*Exercise*: Find each line in the records below that contains the word "every", and copy those lines in full.

*Extracted data*:
▬▬▬

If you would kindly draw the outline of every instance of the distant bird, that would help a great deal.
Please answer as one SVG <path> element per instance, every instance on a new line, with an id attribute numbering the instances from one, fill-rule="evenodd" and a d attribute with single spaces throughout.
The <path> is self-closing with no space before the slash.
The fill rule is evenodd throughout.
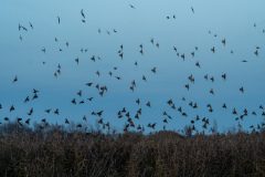
<path id="1" fill-rule="evenodd" d="M 264 110 L 264 108 L 263 108 L 263 105 L 259 105 L 259 108 L 261 108 L 261 110 Z"/>
<path id="2" fill-rule="evenodd" d="M 93 84 L 93 83 L 87 83 L 86 85 L 87 85 L 87 86 L 92 86 L 92 84 Z"/>
<path id="3" fill-rule="evenodd" d="M 10 107 L 10 112 L 12 112 L 12 111 L 14 111 L 14 106 L 13 105 Z"/>
<path id="4" fill-rule="evenodd" d="M 194 9 L 191 7 L 191 11 L 194 13 Z"/>
<path id="5" fill-rule="evenodd" d="M 77 92 L 77 95 L 80 95 L 82 97 L 82 91 Z"/>
<path id="6" fill-rule="evenodd" d="M 224 81 L 225 81 L 225 79 L 226 79 L 226 74 L 224 73 L 223 75 L 222 75 L 222 77 L 224 79 Z"/>
<path id="7" fill-rule="evenodd" d="M 235 108 L 233 110 L 232 114 L 237 114 L 236 111 L 235 111 Z"/>
<path id="8" fill-rule="evenodd" d="M 30 23 L 31 29 L 33 30 L 33 25 L 31 24 L 31 22 L 29 22 L 29 23 Z"/>
<path id="9" fill-rule="evenodd" d="M 13 80 L 13 83 L 18 81 L 18 76 L 15 75 L 14 80 Z"/>
<path id="10" fill-rule="evenodd" d="M 214 93 L 213 93 L 213 88 L 211 88 L 210 93 L 214 95 Z"/>
<path id="11" fill-rule="evenodd" d="M 92 101 L 94 97 L 89 97 L 89 98 L 87 98 L 88 101 Z"/>
<path id="12" fill-rule="evenodd" d="M 156 72 L 157 72 L 157 69 L 156 69 L 156 67 L 153 67 L 153 69 L 151 70 L 151 72 L 153 72 L 153 73 L 156 74 Z"/>
<path id="13" fill-rule="evenodd" d="M 43 52 L 43 53 L 46 53 L 46 49 L 45 49 L 44 46 L 43 46 L 43 49 L 42 49 L 42 52 Z"/>
<path id="14" fill-rule="evenodd" d="M 145 76 L 145 75 L 142 75 L 142 80 L 147 82 L 147 80 L 146 80 L 146 76 Z"/>
<path id="15" fill-rule="evenodd" d="M 99 71 L 97 70 L 96 74 L 99 76 Z"/>
<path id="16" fill-rule="evenodd" d="M 151 104 L 150 104 L 150 102 L 148 102 L 148 103 L 147 103 L 147 106 L 148 106 L 148 107 L 151 107 Z"/>
<path id="17" fill-rule="evenodd" d="M 139 105 L 139 104 L 140 104 L 140 100 L 138 98 L 138 100 L 136 101 L 136 103 Z"/>
<path id="18" fill-rule="evenodd" d="M 215 49 L 214 49 L 214 46 L 211 49 L 211 51 L 214 53 L 215 52 Z"/>
<path id="19" fill-rule="evenodd" d="M 45 110 L 45 112 L 46 112 L 46 113 L 50 113 L 50 112 L 51 112 L 51 108 L 49 108 L 49 110 Z"/>
<path id="20" fill-rule="evenodd" d="M 212 80 L 212 82 L 214 82 L 214 77 L 213 76 L 210 80 Z"/>
<path id="21" fill-rule="evenodd" d="M 30 125 L 30 119 L 31 119 L 31 118 L 26 119 L 26 121 L 25 121 L 25 124 Z"/>
<path id="22" fill-rule="evenodd" d="M 57 115 L 59 115 L 59 108 L 55 110 L 54 114 L 57 114 Z"/>
<path id="23" fill-rule="evenodd" d="M 24 100 L 24 103 L 29 101 L 30 101 L 30 96 L 26 96 L 26 98 Z"/>
<path id="24" fill-rule="evenodd" d="M 71 103 L 73 103 L 73 104 L 75 104 L 75 105 L 76 105 L 75 98 L 73 98 L 73 100 L 71 101 Z"/>
<path id="25" fill-rule="evenodd" d="M 187 84 L 186 87 L 187 87 L 188 91 L 190 90 L 190 85 L 189 84 Z"/>
<path id="26" fill-rule="evenodd" d="M 120 53 L 119 56 L 121 58 L 121 60 L 124 59 L 124 53 Z"/>
<path id="27" fill-rule="evenodd" d="M 28 115 L 32 115 L 33 113 L 33 108 L 30 110 L 30 112 L 28 113 Z"/>
<path id="28" fill-rule="evenodd" d="M 199 64 L 199 62 L 197 62 L 195 65 L 197 65 L 198 67 L 201 67 L 200 64 Z"/>
<path id="29" fill-rule="evenodd" d="M 135 9 L 135 7 L 132 4 L 129 4 L 131 9 Z"/>
<path id="30" fill-rule="evenodd" d="M 153 44 L 153 38 L 151 38 L 151 40 L 150 40 L 150 41 L 151 41 L 151 43 Z"/>
<path id="31" fill-rule="evenodd" d="M 39 96 L 36 95 L 36 94 L 34 94 L 34 96 L 32 97 L 32 100 L 35 100 L 35 98 L 38 98 Z"/>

▬▬▬

*Output of the exercise*:
If you would kindly draw the outline of every instance of the distant bird, that would help a great deal.
Please answer as one SVG <path> element per instance, every instance on a new line, with an id attribute numbering the instances from one, fill-rule="evenodd" and a d attribute with single spaces throughout.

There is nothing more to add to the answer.